== WHAT YOU NEED TO DO ==
What is needed is a word-for-word transcription of every record below.

Point localization data:
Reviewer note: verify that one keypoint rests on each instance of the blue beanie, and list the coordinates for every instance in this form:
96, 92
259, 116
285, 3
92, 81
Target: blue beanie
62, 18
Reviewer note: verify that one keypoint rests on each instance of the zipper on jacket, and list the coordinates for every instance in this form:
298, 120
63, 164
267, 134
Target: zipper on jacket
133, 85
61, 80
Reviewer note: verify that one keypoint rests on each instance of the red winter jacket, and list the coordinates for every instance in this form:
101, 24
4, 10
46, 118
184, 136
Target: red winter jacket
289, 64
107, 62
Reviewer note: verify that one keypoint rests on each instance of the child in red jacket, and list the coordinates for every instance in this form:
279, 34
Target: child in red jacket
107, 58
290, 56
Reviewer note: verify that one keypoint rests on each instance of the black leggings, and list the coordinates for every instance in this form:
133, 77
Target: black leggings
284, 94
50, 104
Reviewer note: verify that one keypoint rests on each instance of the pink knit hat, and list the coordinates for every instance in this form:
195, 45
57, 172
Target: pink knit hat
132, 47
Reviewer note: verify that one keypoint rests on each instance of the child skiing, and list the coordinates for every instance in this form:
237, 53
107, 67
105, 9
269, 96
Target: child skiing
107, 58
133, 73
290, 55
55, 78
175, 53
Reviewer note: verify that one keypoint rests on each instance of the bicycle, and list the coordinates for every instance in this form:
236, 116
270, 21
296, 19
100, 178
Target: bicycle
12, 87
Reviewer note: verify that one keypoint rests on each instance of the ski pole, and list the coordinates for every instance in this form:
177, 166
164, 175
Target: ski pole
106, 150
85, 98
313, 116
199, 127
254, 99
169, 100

== RESULT BELOW ==
Reviewer note: verify that one keypoint rests on each instance of the blue beanie, and list the coordinates for every instance in this form:
96, 92
259, 116
285, 3
92, 81
Target: blue beanie
62, 18
Reviewer note: verify that one keypoint rests on each instance of the zipper on jacket, and list the coordinates for every instance in this form:
298, 120
63, 164
267, 134
Target: zipper on jacket
133, 85
61, 80
Reviewer note: verify that one keypoint rests on each instance of the red winter jacket, and list the coordinates for every instance in this form:
101, 24
4, 10
46, 118
184, 136
Target: red winter jacket
289, 64
107, 62
Reviewer note: verify that one keypoint rests on each instance of the child in red jacket, and list the coordinates for every instance in this form:
279, 34
Target: child in red jacket
107, 58
290, 56
Reviewer note: verify that one keypoint rests on each instance of the black leggings, and list the coordinates for every instance in this form:
133, 77
Target: black leggings
284, 94
50, 104
Reviewer note: verify that one keypoint rests on each instance of the pink knit hat, and list the coordinates for every instance in this form:
195, 45
57, 172
Target: pink knit hat
132, 47
Reviewer note: verify that one keypoint rests on each instance of the child skiing, and list the coordinates for every instance in this form:
237, 53
107, 67
105, 9
269, 96
Target: child skiing
107, 58
133, 73
290, 55
55, 78
175, 53
Reviewer note: verify that one keypoint rests on each instance of the bicycle, and list the coordinates for every instance in this form:
236, 116
270, 21
296, 19
100, 178
Target: bicycle
12, 87
Reviewer note: verify that one keypoint rests on each instance of the ski pole, and list the coordinates for every instance in this form:
177, 166
164, 175
Target: ski pole
106, 150
85, 98
313, 116
199, 127
254, 99
169, 100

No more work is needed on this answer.